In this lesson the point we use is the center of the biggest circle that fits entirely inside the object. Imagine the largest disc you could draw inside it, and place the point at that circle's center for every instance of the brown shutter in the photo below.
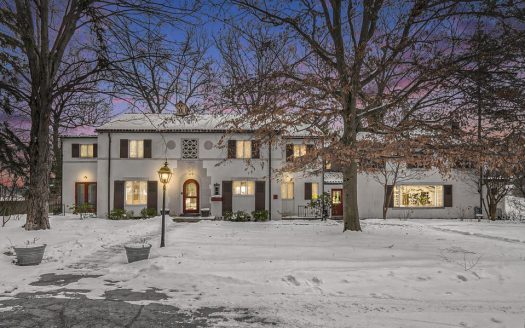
(448, 195)
(308, 190)
(289, 153)
(260, 195)
(123, 148)
(152, 194)
(256, 146)
(390, 191)
(226, 196)
(147, 148)
(309, 149)
(75, 150)
(231, 148)
(118, 195)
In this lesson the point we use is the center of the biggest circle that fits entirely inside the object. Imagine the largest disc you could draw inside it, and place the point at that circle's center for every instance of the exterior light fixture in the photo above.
(164, 177)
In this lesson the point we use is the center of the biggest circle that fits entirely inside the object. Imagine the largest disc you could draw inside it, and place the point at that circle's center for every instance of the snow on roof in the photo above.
(333, 177)
(169, 122)
(163, 122)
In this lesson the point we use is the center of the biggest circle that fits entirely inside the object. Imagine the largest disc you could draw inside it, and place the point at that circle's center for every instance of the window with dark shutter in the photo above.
(118, 195)
(309, 149)
(289, 153)
(308, 191)
(152, 194)
(256, 146)
(390, 191)
(147, 148)
(448, 195)
(75, 150)
(260, 195)
(123, 148)
(231, 148)
(227, 196)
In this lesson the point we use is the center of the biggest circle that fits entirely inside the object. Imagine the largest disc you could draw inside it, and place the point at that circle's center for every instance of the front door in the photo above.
(190, 197)
(86, 195)
(337, 202)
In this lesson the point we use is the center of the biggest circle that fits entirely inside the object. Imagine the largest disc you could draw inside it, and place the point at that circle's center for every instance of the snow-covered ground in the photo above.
(301, 274)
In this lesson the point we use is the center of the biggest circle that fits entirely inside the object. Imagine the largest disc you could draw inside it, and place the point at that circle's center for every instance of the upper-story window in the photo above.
(84, 150)
(190, 148)
(294, 151)
(136, 149)
(243, 149)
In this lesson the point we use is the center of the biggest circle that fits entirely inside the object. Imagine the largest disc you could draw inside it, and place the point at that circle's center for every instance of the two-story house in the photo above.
(220, 171)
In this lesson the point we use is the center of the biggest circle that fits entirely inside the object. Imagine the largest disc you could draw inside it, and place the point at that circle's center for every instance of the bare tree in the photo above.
(370, 66)
(160, 72)
(38, 35)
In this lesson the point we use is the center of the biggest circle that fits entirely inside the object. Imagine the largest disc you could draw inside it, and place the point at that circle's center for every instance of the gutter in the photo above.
(270, 180)
(109, 173)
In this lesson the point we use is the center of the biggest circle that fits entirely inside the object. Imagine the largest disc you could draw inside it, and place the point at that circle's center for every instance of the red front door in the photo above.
(190, 197)
(337, 202)
(86, 194)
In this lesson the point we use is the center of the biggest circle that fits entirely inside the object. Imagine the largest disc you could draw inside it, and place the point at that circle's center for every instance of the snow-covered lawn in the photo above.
(304, 274)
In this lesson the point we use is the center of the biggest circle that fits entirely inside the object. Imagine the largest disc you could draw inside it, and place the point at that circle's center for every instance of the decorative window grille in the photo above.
(190, 148)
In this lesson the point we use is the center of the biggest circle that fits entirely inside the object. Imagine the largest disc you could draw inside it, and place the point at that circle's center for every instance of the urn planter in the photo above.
(30, 255)
(137, 252)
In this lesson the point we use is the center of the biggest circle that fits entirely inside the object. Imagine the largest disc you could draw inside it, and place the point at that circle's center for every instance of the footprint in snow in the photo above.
(291, 280)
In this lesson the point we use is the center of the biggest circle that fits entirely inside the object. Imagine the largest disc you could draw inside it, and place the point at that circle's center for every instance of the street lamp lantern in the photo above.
(164, 177)
(165, 174)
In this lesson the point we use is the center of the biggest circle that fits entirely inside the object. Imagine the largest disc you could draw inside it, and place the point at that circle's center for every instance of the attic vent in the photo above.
(182, 109)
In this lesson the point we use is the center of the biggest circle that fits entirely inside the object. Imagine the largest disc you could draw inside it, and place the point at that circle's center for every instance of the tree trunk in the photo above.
(38, 197)
(350, 207)
(386, 201)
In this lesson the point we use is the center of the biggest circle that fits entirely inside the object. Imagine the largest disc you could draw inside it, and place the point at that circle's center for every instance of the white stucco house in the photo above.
(117, 168)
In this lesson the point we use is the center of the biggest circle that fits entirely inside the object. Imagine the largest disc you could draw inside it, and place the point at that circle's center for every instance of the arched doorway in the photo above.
(190, 197)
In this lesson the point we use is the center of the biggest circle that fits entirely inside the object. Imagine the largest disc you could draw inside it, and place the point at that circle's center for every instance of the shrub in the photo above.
(241, 216)
(117, 214)
(260, 215)
(147, 213)
(228, 215)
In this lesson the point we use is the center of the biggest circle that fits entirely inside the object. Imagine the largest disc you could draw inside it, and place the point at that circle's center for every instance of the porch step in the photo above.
(192, 218)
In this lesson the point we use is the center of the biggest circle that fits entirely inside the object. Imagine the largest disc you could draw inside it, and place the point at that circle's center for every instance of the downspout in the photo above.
(109, 172)
(270, 180)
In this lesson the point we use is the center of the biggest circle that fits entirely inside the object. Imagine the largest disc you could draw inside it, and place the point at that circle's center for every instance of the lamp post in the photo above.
(164, 177)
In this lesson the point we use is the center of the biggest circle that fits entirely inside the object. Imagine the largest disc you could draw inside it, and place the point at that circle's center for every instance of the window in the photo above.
(287, 190)
(299, 150)
(136, 149)
(315, 191)
(243, 149)
(136, 192)
(418, 196)
(190, 148)
(86, 151)
(243, 188)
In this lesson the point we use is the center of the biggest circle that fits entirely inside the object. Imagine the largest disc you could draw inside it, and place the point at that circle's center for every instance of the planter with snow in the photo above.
(29, 255)
(137, 252)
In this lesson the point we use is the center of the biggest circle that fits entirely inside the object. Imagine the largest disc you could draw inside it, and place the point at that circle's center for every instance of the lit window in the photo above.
(190, 148)
(418, 196)
(86, 151)
(243, 188)
(299, 150)
(243, 149)
(287, 190)
(136, 192)
(136, 149)
(315, 190)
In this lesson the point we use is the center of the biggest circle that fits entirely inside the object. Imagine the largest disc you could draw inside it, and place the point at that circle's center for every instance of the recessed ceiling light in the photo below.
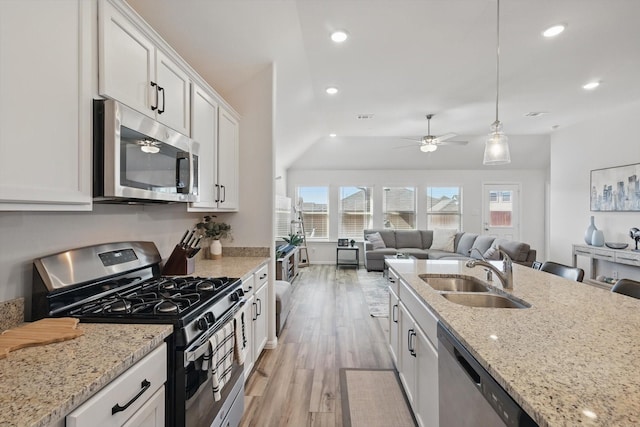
(554, 31)
(591, 85)
(339, 36)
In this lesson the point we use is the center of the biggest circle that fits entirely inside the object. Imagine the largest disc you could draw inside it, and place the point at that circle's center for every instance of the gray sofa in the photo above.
(465, 246)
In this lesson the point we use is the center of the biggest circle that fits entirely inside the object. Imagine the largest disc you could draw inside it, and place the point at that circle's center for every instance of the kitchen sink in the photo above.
(455, 284)
(484, 300)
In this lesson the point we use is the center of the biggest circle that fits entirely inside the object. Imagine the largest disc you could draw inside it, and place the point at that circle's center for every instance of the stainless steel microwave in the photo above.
(136, 159)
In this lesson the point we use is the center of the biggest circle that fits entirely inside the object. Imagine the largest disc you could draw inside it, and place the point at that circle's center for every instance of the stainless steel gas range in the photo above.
(121, 283)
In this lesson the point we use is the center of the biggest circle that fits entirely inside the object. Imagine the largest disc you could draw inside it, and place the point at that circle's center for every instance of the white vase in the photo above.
(588, 234)
(215, 249)
(597, 238)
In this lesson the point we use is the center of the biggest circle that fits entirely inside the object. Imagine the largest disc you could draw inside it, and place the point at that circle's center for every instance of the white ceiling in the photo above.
(407, 58)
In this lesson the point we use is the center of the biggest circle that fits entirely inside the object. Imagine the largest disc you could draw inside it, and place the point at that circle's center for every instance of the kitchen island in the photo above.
(569, 359)
(40, 385)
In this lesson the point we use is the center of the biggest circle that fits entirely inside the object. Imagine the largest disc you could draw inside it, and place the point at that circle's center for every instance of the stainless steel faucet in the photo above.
(505, 276)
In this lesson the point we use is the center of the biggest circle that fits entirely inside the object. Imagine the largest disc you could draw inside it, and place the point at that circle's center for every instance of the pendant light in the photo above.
(496, 150)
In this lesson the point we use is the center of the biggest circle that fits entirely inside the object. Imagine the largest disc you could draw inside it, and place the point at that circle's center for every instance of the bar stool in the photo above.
(627, 287)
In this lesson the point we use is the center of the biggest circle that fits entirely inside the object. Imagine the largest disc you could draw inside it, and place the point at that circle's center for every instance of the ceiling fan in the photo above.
(430, 143)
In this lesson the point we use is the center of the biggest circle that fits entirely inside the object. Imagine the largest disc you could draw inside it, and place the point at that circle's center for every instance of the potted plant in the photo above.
(213, 231)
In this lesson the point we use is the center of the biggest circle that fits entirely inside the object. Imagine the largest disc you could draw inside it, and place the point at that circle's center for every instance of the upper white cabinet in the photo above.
(46, 85)
(228, 160)
(134, 71)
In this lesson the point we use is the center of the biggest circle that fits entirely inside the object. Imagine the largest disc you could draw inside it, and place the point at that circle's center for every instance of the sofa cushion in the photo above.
(388, 236)
(427, 238)
(376, 241)
(443, 239)
(465, 243)
(408, 239)
(482, 244)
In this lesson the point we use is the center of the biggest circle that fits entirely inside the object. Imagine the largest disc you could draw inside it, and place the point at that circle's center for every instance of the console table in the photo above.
(616, 256)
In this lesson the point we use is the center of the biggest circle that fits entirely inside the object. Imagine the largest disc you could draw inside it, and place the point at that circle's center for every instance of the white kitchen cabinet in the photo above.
(136, 72)
(228, 160)
(418, 356)
(260, 311)
(47, 82)
(135, 398)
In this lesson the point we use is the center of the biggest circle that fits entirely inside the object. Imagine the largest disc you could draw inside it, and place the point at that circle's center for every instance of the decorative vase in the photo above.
(588, 234)
(597, 238)
(215, 249)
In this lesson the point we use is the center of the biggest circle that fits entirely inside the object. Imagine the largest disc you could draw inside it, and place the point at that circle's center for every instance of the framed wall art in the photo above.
(616, 189)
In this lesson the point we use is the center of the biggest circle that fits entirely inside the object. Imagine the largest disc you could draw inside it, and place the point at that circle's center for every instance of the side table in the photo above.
(348, 261)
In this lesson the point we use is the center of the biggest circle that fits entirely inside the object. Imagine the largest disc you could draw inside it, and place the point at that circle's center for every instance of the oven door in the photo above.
(201, 408)
(139, 158)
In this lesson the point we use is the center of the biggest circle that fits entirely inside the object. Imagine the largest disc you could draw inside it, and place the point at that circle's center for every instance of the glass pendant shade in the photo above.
(496, 150)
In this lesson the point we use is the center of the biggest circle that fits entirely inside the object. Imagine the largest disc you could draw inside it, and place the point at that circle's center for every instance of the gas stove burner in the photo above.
(119, 306)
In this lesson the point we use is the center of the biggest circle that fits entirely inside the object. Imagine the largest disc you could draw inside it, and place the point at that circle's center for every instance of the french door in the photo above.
(501, 210)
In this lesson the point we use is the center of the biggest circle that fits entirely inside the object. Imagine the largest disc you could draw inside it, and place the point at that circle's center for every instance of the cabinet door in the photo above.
(204, 121)
(46, 87)
(126, 62)
(259, 320)
(151, 414)
(426, 398)
(394, 327)
(248, 330)
(228, 160)
(407, 353)
(173, 103)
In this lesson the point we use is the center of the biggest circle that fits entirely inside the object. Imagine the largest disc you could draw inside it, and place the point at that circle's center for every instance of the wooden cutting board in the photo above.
(40, 332)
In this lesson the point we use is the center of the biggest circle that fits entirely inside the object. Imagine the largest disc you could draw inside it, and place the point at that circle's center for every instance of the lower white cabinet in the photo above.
(135, 398)
(416, 352)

**Request:** Reproduce the entries above word for word, starting at the line that contains "lower white cabinet in the photo above." and continuing through the final line of the entries.

**Answer in full:**
In this lesson the point we use is the center of the biggest circle that fits entirely inside the object. Imagine the largest disc you could draw inside it, and place the point at that circle's center for every instance of the lower white cabinet in the photo above.
(135, 398)
(416, 352)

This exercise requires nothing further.